◆ Prompt:
Which lines to output? The line containing "rough mask: <svg" and every line after it in the data below, each copied exactly.

◆ Data provided:
———

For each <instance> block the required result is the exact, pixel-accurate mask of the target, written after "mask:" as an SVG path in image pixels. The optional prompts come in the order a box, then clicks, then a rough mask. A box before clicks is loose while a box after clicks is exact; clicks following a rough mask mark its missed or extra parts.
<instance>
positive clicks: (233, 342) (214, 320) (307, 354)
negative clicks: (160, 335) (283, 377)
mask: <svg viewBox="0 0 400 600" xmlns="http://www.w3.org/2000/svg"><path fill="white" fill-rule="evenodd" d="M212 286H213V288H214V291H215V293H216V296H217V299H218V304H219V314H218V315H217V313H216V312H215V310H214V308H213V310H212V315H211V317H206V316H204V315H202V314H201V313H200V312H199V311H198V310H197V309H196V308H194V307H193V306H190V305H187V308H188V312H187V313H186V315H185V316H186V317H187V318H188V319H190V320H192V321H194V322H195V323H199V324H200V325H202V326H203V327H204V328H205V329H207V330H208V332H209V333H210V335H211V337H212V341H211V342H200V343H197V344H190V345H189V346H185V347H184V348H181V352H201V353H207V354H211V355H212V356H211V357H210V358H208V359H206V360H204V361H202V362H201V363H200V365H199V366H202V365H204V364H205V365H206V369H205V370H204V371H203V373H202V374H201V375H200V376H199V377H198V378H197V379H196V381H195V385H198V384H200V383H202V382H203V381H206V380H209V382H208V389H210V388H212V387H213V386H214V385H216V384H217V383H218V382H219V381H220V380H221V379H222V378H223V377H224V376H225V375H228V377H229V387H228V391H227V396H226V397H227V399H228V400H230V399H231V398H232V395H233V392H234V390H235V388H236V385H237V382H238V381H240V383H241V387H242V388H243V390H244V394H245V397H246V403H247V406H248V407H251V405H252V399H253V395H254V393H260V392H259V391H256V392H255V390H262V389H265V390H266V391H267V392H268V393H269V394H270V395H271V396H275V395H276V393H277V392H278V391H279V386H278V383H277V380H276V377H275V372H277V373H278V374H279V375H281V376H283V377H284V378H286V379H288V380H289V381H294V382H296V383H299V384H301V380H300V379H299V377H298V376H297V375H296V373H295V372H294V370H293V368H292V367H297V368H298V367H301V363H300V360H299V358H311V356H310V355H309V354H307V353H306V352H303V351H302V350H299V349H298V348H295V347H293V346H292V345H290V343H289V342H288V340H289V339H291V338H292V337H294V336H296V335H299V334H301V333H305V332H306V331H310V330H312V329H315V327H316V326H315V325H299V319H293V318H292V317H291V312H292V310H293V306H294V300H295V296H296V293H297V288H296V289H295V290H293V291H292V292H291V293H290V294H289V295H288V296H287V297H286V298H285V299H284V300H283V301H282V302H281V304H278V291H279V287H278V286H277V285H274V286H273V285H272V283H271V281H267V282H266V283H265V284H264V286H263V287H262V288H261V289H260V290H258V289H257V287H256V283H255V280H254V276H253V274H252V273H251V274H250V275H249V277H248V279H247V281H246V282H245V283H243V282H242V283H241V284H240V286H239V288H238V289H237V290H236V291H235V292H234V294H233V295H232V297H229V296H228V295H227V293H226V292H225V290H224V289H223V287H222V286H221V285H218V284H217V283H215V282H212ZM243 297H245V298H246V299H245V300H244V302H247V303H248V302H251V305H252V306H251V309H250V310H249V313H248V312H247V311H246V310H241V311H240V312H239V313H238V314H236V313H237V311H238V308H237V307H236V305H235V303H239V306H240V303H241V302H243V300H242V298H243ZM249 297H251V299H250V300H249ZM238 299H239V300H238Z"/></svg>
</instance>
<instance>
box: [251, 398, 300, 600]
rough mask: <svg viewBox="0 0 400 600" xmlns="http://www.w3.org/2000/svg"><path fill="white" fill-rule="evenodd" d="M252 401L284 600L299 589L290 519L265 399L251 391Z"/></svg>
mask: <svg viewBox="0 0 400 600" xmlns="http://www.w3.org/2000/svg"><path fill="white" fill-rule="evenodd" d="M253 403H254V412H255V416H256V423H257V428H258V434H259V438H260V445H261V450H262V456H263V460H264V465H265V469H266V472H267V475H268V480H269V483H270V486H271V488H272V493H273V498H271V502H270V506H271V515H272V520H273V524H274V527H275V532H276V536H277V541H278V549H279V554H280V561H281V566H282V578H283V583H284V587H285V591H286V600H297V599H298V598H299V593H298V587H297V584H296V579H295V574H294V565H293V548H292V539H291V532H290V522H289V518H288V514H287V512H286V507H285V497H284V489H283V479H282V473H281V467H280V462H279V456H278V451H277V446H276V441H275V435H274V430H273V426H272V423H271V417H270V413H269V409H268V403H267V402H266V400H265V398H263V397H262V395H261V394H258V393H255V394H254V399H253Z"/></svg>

———

◆ Response area:
rough mask: <svg viewBox="0 0 400 600" xmlns="http://www.w3.org/2000/svg"><path fill="white" fill-rule="evenodd" d="M252 401L284 600L299 589L290 519L265 399L251 391Z"/></svg>
mask: <svg viewBox="0 0 400 600" xmlns="http://www.w3.org/2000/svg"><path fill="white" fill-rule="evenodd" d="M253 403H254V412H255V416H256V423H257V428H258V434H259V438H260V445H261V450H262V456H263V460H264V465H265V469H266V472H267V475H268V480H269V483H270V486H271V488H272V493H273V498H271V502H270V506H271V515H272V520H273V524H274V527H275V532H276V536H277V541H278V549H279V554H280V561H281V566H282V578H283V583H284V587H285V591H286V600H297V599H298V598H299V593H298V587H297V584H296V579H295V574H294V565H293V548H292V539H291V532H290V522H289V518H288V514H287V512H286V507H285V497H284V489H283V479H282V473H281V467H280V462H279V456H278V451H277V446H276V441H275V435H274V430H273V426H272V423H271V417H270V413H269V409H268V403H267V402H266V400H265V398H263V397H262V395H261V394H258V393H255V394H254V399H253Z"/></svg>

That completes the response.